◆ Written problem
Arrange every line of the entries as a numbered list, from the line containing "[mark] the red" through the final line of the entries, both included, and leave out blank lines.

◆ Input material
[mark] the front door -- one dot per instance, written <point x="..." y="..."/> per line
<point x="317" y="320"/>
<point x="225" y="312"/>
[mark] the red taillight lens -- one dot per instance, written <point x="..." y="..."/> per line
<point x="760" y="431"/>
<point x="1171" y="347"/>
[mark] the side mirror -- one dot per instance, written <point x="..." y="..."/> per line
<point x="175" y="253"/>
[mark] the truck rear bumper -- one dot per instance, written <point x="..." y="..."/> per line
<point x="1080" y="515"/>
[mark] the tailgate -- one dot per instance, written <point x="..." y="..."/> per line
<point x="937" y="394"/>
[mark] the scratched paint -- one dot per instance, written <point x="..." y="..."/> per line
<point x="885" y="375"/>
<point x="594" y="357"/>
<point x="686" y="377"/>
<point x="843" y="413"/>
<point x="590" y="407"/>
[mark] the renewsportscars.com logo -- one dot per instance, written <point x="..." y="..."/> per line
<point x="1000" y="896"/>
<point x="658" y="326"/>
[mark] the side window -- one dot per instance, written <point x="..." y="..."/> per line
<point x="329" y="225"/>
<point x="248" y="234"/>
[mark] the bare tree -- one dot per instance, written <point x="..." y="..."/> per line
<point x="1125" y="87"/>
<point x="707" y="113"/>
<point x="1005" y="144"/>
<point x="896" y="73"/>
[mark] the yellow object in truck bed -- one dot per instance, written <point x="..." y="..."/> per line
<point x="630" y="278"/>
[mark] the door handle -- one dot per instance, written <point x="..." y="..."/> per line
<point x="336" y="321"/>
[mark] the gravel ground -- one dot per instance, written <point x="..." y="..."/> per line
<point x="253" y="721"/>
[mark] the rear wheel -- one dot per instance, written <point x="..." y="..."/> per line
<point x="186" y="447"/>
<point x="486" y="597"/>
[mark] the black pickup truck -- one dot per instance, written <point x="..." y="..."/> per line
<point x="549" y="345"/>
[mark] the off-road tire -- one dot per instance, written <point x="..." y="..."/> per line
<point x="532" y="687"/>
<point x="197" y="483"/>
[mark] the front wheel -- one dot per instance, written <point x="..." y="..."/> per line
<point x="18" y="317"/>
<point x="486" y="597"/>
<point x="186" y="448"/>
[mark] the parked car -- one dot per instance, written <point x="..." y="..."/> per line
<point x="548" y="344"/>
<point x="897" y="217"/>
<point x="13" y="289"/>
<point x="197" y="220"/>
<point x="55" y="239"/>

◆ Expected answer
1. [mark] the red taillight lens -- one dot per instance, written <point x="..." y="..."/> per line
2. <point x="760" y="431"/>
3. <point x="1171" y="347"/>
4. [mark] the side mirror -- one dot per instance, written <point x="..." y="..."/> per line
5. <point x="175" y="253"/>
6. [mark] the truck rear bumper -- one dot per instance, written <point x="..." y="..."/> per line
7. <point x="1080" y="515"/>
8. [mark] the tailgate -- one dot per instance, written <point x="..." y="..."/> per line
9. <point x="937" y="394"/>
10. [mark] the scratched paint -- one dot per instance, written <point x="..." y="..."/> per line
11. <point x="885" y="375"/>
12. <point x="594" y="357"/>
13. <point x="686" y="377"/>
14. <point x="843" y="413"/>
15. <point x="590" y="407"/>
16. [mark] the renewsportscars.com logo -- one dot per instance, written <point x="..." y="..."/> per line
17. <point x="1000" y="896"/>
18. <point x="658" y="326"/>
19. [mark] the side window -- one dot per instance, written <point x="..." y="..."/> per line
20. <point x="329" y="225"/>
21. <point x="248" y="234"/>
22. [mark] the bare tree -- one dot per instance, written <point x="..." y="..."/> per line
23. <point x="1125" y="87"/>
24. <point x="707" y="113"/>
25. <point x="1005" y="144"/>
26. <point x="896" y="73"/>
27. [mark] the yellow object in truck bed -- one dot per instance, written <point x="..." y="..."/> per line
28. <point x="630" y="278"/>
29. [mark] the door handle -- one dot per instance, written <point x="..." y="..."/> per line
30. <point x="336" y="321"/>
31. [mark] the gravel ground -- one dot per instance, written <point x="..." y="..."/> per line
32. <point x="253" y="721"/>
33. [mark] the rear wheel -- one dot per instance, written <point x="..." y="..."/> per line
34. <point x="186" y="447"/>
35. <point x="486" y="597"/>
36. [mark] the black pickup truck -- one dot per instance, written <point x="..." y="..."/> per line
37. <point x="549" y="345"/>
38. [mark] the off-road tire -- one dot per instance, written <point x="..." y="..."/> per line
39. <point x="532" y="687"/>
40. <point x="197" y="483"/>
41. [mark] the front wheel -- one dot per instance, written <point x="..." y="..."/> per line
42. <point x="18" y="317"/>
43. <point x="486" y="597"/>
44. <point x="186" y="448"/>
45. [mark] the parked car -- one dot per instance, written <point x="..." y="..."/> per line
46. <point x="548" y="344"/>
47. <point x="897" y="217"/>
48. <point x="13" y="289"/>
49. <point x="197" y="220"/>
50. <point x="55" y="239"/>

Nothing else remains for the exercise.